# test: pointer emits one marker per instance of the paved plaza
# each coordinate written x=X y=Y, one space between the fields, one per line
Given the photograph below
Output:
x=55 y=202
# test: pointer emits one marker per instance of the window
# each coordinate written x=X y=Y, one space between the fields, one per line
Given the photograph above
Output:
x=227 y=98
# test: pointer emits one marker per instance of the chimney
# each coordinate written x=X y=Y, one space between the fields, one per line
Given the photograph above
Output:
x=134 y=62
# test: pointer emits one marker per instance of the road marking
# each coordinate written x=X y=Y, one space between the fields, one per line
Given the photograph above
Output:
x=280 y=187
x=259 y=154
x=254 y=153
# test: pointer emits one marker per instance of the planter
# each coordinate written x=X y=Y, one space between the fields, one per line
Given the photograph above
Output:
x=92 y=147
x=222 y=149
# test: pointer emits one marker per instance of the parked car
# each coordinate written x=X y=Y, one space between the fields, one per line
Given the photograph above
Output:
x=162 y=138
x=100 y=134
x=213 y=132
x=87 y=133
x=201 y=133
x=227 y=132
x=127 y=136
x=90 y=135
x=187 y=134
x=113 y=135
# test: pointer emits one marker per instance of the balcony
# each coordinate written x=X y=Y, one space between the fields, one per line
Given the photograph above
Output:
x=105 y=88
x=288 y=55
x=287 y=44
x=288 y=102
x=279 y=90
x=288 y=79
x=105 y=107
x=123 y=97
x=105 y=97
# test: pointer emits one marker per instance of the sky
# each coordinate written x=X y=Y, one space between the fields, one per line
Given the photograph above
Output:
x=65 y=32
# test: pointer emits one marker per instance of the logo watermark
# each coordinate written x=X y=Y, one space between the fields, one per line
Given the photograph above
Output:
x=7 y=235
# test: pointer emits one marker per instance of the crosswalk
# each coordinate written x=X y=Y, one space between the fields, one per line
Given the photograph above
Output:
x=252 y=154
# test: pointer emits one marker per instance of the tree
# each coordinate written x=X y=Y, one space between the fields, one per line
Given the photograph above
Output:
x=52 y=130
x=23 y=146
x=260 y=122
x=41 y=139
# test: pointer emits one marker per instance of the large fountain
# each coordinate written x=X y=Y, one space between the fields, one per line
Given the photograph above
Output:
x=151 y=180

• Exercise
Put each line of the entries above, from the line containing "# test: pointer emits one marker per instance of the planter" through the end of the entries, into a JSON list of strings, one string per line, leaving out blank lines.

• Solution to this task
[
  "# test: pointer emits one marker per instance of the planter",
  "# each coordinate written x=X y=Y, one space between the fields, one per line",
  "Given the photograph above",
  "Output:",
  "x=92 y=147",
  "x=222 y=149",
  "# test: pointer emits one marker per instance of the parked car",
  "# each coordinate written x=X y=Y, one space between the fields, one per line",
  "Given the photograph above",
  "Output:",
  "x=162 y=138",
  "x=100 y=134",
  "x=213 y=132",
  "x=87 y=133",
  "x=201 y=133",
  "x=227 y=132",
  "x=127 y=136",
  "x=90 y=135",
  "x=187 y=134",
  "x=113 y=135",
  "# test: pointer emits one marker per instance of the balcony",
  "# each coordinate written x=X y=Y, one space between the fields, one per line",
  "Given the photograph above",
  "Output:",
  "x=105 y=88",
  "x=288 y=55",
  "x=287 y=44",
  "x=288 y=102",
  "x=279 y=90",
  "x=288 y=79",
  "x=105 y=107",
  "x=123 y=97",
  "x=105 y=97",
  "# test: pointer emits one marker per instance of the sky",
  "# each coordinate written x=X y=Y, one space between the fields, one per line",
  "Given the photograph above",
  "Output:",
  "x=65 y=32",
  "# test: pointer emits one marker per instance of the logo watermark",
  "# each coordinate written x=X y=Y, one space between the fields, one per line",
  "Given the photograph above",
  "Output:",
  "x=7 y=235",
  "# test: pointer emits one marker per instance of the crosswalk",
  "# each coordinate written x=X y=Y, one space between the fields, one per line",
  "Given the photograph above",
  "Output:",
  "x=252 y=154",
  "# test: pointer emits one marker per instance of the tree",
  "# each coordinate written x=X y=Y, one space between the fields, one per line",
  "Given the photograph above",
  "Output:",
  "x=52 y=130",
  "x=23 y=146",
  "x=260 y=122",
  "x=41 y=139",
  "# test: pointer emits one marker per instance of the large fountain",
  "# each coordinate written x=X y=Y, one space between the fields, one per line",
  "Given the photograph above",
  "Output:",
  "x=151 y=180"
]